#### Page excerpt
########
Majority Secured Parties” shall mean at any time the Lessor Parties (other than any Defaulting Lessor Party) whose Lessor Advances outstanding represent at least fifty-one percent (51%) of (a) the aggregate Lessor Advances outstanding or (b) to the extent there are no Lessor Advances outstanding, the aggregate Lessor Parties Commitment.

APPENDIX A-25




Marketing Period” shall mean, if the Lessee has given a Sale Notice in accordance with Section 20.1 of the Lease, the period commencing on the date such Sale Notice is given and ending on the Expiration Date.
Material Adverse Effect” shall mean any set of circumstances or events which: (a) has or could reasonably be expected to have any material adverse effect upon the validity or enforceability of the Participation Agreement or any other Operative Agreement; (b) is or could reasonably be expected to be material and adverse to the business, operations, properties, assets, or financial condition of the Credit Parties taken as a whole; provided that a downgrade of the Debt Ratings or a Negative Pronouncement shall not in and of itself be deemed to be a Material Adverse Effect; (c) impairs materially or could reasonably be expected to impair materially the ability of the Credit Parties taken as a whole to duly and punctually pay or perform their Indebtedness or any of their respective obligations under the Operative Agreements; (d) impairs materially or could reasonably be expected to impair materially the ability of the Revolving Credit Agreement Administrative Agent, any of the Revolving Credit Agreement Banks or any of the Financing Parties, to the extent permitted, to enforce their legal remedies pursuant to the Revolving Credit Agreement Loan Documents (in the case of the Revolving Credit Agreement Administrative Agent or any of the Revolving Credit Agreement Banks) or pursuant to the Participation Agreement or any other Operative Agreement (in the case of any of the Financing Parties); (e) impairs materially or could reasonably be expected to impair materially the validity, priority or enforceability of any Lien on the Property created by any of the Operative Agreements; or (f) impairs materially or could reasonably be expected to impair materially the value, utility or useful life of the Property, which has caused or could reasonably be expected to cause a diminution of the fair market value of the Property of ten percent (10%) or more from the then‑current fair market value of the Property, or the use, or ability of the Lessee to use, the Property for the purpose for which it was intended.
########
#### Data supplied
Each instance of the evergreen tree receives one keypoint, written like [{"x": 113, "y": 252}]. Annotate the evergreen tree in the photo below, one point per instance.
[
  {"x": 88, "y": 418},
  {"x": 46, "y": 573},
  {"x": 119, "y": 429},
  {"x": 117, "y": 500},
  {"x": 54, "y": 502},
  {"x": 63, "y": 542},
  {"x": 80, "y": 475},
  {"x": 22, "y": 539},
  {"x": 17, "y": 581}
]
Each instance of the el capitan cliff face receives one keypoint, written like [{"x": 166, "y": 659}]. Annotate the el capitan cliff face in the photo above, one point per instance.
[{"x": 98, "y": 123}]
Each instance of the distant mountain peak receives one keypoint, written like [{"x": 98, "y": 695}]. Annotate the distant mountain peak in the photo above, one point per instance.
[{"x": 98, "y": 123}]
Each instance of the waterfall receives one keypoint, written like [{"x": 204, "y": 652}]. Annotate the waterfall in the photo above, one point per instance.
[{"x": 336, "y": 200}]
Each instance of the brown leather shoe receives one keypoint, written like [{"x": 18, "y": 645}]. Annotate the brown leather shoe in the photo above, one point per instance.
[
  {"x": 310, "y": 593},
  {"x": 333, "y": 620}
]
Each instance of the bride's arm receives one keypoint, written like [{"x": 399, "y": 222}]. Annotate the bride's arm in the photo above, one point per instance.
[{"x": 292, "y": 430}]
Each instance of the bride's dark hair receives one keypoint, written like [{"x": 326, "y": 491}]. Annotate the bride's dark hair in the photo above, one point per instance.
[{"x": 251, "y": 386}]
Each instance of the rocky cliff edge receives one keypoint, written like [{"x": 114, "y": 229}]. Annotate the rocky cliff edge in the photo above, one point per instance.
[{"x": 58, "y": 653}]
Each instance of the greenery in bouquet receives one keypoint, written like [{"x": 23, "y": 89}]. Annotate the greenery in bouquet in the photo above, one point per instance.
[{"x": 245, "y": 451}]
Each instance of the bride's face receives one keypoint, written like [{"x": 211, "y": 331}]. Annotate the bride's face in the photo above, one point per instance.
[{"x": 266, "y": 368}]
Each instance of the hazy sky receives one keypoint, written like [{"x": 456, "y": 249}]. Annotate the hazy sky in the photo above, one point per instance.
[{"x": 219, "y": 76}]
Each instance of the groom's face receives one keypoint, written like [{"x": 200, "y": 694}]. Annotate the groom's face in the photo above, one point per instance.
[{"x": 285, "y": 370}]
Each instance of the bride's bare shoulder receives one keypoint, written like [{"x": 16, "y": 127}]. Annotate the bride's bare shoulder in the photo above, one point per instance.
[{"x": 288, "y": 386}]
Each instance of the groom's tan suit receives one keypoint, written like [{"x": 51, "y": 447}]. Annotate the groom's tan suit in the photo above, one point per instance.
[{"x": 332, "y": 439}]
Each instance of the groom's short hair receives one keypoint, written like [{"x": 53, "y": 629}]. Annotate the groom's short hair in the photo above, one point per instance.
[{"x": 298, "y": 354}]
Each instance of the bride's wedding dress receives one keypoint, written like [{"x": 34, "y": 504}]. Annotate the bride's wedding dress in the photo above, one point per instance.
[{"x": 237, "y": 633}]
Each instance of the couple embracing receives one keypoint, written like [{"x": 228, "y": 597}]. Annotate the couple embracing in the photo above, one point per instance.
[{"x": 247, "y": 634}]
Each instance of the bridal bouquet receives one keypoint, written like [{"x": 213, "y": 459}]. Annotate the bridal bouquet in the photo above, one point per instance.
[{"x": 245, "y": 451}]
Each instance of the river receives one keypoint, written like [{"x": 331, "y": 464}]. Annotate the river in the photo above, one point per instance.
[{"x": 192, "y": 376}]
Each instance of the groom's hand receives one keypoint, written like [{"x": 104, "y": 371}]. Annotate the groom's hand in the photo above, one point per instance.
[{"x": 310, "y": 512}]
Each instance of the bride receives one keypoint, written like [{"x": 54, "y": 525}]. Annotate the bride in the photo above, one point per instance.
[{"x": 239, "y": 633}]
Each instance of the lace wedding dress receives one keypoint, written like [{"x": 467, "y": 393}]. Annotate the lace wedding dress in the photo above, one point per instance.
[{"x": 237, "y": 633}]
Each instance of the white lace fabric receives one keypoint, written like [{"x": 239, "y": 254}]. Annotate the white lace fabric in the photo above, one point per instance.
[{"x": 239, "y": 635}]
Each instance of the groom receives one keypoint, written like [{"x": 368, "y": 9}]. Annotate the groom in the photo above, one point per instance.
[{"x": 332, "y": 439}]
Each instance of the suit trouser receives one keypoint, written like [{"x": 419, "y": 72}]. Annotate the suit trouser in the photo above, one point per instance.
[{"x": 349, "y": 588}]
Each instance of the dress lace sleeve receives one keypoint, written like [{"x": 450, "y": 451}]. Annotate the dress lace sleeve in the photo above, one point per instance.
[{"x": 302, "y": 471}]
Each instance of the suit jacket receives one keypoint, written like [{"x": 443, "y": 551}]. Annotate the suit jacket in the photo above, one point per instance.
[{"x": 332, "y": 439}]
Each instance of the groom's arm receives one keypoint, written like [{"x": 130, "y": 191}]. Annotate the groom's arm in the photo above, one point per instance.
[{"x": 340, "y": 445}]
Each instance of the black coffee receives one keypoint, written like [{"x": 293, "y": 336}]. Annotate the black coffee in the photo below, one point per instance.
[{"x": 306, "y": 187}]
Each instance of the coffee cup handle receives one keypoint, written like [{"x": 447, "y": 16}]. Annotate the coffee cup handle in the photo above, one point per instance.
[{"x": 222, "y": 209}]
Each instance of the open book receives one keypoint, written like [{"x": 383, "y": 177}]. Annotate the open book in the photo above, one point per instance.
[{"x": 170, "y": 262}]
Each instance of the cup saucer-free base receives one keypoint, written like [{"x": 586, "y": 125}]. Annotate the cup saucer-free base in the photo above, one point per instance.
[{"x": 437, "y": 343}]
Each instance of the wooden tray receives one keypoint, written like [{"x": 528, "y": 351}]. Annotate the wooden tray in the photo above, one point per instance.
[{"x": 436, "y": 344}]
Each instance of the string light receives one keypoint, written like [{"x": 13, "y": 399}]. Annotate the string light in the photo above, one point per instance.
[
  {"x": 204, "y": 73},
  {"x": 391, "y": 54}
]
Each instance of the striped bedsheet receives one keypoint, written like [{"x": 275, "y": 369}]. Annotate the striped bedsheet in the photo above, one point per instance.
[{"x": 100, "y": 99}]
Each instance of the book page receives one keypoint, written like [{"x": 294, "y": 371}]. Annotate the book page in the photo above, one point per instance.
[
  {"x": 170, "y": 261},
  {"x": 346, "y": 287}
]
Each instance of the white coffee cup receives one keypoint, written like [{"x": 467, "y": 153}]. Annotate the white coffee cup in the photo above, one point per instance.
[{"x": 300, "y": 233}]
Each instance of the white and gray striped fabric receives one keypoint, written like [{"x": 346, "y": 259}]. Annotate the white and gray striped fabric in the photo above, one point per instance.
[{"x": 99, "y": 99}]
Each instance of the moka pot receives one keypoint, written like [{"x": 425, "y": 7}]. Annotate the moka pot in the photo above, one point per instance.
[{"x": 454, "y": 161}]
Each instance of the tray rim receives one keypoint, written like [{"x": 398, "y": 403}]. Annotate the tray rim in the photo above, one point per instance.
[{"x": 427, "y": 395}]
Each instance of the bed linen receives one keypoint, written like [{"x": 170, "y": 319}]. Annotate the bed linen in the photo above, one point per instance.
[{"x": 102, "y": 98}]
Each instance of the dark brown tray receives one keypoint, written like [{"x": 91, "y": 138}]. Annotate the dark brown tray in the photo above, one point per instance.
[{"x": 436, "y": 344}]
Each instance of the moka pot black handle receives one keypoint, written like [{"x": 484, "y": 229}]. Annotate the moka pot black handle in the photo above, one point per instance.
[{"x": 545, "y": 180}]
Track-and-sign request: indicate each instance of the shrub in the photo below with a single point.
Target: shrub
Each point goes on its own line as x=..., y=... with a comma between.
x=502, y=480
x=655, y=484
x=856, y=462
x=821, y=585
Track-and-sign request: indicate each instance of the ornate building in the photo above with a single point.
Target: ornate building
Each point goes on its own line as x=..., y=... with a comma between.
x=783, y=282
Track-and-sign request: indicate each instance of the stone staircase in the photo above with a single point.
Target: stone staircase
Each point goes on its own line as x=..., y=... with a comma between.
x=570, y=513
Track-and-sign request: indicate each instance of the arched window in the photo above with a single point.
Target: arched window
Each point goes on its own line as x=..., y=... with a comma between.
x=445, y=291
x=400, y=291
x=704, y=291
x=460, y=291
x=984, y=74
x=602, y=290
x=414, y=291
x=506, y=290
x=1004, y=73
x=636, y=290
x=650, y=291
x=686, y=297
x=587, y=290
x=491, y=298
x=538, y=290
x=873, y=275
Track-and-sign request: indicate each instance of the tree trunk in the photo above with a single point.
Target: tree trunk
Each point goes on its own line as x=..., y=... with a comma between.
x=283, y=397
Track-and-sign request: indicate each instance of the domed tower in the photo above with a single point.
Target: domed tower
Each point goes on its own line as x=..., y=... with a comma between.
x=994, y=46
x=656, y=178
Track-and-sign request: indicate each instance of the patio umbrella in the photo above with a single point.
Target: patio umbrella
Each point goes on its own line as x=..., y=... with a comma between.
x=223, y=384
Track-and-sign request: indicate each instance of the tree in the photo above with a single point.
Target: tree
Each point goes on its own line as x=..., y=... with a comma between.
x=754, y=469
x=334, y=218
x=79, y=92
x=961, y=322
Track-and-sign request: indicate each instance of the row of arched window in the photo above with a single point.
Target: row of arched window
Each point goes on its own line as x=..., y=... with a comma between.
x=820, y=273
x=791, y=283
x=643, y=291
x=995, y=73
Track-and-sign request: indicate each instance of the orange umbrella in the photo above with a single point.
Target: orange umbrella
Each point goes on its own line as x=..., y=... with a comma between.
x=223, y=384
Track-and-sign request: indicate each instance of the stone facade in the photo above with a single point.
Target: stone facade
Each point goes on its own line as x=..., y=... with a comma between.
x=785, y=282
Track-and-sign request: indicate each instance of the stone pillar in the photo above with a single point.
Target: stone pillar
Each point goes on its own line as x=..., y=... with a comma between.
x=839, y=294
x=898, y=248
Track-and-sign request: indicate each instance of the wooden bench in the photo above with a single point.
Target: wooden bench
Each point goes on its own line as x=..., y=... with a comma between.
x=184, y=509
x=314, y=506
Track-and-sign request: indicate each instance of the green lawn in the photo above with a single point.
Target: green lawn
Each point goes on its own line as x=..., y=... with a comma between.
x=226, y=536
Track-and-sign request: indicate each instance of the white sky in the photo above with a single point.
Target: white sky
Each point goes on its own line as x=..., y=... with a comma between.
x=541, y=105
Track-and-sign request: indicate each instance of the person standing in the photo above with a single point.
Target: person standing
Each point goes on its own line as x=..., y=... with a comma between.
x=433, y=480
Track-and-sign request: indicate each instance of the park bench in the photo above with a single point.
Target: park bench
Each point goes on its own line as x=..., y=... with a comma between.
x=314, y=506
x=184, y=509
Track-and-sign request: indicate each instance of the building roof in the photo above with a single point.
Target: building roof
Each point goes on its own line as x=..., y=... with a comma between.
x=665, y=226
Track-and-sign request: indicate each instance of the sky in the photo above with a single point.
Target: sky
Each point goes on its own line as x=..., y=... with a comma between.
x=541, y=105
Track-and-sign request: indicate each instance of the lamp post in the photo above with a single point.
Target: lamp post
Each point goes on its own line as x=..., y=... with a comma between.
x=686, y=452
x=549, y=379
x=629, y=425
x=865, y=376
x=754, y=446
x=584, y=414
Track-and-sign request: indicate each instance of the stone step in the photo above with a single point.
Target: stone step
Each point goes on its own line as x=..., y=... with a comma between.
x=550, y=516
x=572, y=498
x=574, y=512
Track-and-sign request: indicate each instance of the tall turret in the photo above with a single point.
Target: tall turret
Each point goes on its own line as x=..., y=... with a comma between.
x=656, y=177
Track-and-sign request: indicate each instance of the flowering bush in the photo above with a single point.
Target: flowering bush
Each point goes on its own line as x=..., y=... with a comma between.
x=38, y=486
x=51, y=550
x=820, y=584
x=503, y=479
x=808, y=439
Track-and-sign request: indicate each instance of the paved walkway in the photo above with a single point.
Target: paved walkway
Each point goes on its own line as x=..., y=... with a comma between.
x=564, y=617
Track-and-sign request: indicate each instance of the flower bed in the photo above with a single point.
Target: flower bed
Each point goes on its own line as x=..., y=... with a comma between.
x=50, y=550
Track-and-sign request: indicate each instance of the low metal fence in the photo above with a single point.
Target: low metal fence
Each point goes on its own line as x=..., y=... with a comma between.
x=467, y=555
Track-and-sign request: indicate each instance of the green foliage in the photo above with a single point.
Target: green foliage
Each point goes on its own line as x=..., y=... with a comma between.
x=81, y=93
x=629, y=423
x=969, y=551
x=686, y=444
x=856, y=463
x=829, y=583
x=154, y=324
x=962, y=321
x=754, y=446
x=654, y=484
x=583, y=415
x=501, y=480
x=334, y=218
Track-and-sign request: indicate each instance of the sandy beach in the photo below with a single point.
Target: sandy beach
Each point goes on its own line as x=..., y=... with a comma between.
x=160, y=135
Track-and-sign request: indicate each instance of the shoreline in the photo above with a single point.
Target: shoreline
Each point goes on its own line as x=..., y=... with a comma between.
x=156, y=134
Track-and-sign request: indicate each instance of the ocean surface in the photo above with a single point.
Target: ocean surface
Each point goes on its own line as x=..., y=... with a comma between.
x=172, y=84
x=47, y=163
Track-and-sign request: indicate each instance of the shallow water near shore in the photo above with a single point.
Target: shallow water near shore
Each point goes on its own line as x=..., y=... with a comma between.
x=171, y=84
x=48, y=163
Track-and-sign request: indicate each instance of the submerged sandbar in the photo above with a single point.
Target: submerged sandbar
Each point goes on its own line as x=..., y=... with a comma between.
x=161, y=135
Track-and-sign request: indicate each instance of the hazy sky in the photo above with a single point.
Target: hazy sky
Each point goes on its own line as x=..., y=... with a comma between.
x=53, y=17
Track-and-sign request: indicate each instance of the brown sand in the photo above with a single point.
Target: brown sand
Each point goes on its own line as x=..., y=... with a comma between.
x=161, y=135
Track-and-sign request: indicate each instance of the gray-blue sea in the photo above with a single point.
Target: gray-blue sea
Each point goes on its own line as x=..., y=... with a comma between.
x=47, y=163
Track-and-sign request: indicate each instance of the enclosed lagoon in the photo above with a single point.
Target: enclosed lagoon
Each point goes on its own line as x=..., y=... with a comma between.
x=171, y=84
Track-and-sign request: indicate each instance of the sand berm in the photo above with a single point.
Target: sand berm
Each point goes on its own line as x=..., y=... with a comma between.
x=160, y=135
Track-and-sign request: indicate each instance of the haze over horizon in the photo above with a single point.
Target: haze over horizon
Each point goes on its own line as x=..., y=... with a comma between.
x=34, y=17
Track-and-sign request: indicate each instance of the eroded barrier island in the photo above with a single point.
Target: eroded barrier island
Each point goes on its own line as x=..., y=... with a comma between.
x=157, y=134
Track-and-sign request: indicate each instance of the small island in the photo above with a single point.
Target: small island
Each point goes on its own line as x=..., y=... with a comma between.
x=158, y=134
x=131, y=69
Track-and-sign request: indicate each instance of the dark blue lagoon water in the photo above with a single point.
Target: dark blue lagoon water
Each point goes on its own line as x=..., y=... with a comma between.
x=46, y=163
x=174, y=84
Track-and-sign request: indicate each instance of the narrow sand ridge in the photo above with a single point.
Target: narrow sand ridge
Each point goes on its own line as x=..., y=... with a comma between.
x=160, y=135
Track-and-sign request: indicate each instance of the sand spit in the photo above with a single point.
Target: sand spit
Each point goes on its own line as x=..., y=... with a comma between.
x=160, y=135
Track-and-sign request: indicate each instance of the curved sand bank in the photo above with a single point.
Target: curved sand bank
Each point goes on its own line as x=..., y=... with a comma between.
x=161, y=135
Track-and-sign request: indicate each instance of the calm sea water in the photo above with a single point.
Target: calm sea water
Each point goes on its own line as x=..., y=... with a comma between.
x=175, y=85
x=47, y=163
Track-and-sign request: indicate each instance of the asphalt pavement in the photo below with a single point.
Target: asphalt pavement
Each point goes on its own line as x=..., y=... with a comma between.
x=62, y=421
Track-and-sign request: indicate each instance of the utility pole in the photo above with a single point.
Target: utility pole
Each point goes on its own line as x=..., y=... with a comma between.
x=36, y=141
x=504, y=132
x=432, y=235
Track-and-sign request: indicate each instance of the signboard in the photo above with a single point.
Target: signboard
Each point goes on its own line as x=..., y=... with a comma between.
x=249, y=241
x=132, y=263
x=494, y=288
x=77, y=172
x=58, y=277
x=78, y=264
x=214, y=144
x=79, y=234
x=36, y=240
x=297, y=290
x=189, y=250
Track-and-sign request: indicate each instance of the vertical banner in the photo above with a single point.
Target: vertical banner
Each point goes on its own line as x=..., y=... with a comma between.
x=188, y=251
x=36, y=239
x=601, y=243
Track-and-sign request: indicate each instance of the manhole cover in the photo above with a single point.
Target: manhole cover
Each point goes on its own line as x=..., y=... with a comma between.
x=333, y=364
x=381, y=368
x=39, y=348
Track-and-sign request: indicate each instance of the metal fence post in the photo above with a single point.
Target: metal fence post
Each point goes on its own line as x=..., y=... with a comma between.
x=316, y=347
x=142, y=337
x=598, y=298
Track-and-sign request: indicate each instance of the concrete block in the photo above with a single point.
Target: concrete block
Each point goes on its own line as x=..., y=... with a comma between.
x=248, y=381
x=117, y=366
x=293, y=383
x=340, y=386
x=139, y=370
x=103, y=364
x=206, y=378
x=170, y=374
########
#### What is being asked
Copy the entire lease definitions text from above, word for word.

#### Answer for this exercise
Majority Secured Parties” shall mean at any time the Lessor Parties (other than any Defaulting Lessor Party) whose Lessor Advances outstanding represent at least fifty-one percent (51%) of (a) the aggregate Lessor Advances outstanding or (b) to the extent there are no Lessor Advances outstanding, the aggregate Lessor Parties Commitment.

APPENDIX A-25




Marketing Period” shall mean, if the Lessee has given a Sale Notice in accordance with Section 20.1 of the Lease, the period commencing on the date such Sale Notice is given and ending on the Expiration Date.
Material Adverse Effect” shall mean any set of circumstances or events which: (a) has or could reasonably be expected to have any material adverse effect upon the validity or enforceability of the Participation Agreement or any other Operative Agreement; (b) is or could reasonably be expected to be material and adverse to the business, operations, properties, assets, or financial condition of the Credit Parties taken as a whole; provided that a downgrade of the Debt Ratings or a Negative Pronouncement shall not in and of itself be deemed to be a Material Adverse Effect; (c) impairs materially or could reasonably be expected to impair materially the ability of the Credit Parties taken as a whole to duly and punctually pay or perform their Indebtedness or any of their respective obligations under the Operative Agreements; (d) impairs materially or could reasonably be expected to impair materially the ability of the Revolving Credit Agreement Administrative Agent, any of the Revolving Credit Agreement Banks or any of the Financing Parties, to the extent permitted, to enforce their legal remedies pursuant to the Revolving Credit Agreement Loan Documents (in the case of the Revolving Credit Agreement Administrative Agent or any of the Revolving Credit Agreement Banks) or pursuant to the Participation Agreement or any other Operative Agreement (in the case of any of the Financing Parties); (e) impairs materially or could reasonably be expected to impair materially the validity, priority or enforceability of any Lien on the Property created by any of the Operative Agreements; or (f) impairs materially or could reasonably be expected to impair materially the value, utility or useful life of the Property, which has caused or could reasonably be expected to cause a diminution of the fair market value of the Property of ten percent (10%) or more from the then‑current fair market value of the Property, or the use, or ability of the Lessee to use, the Property for the purpose for which it was intended.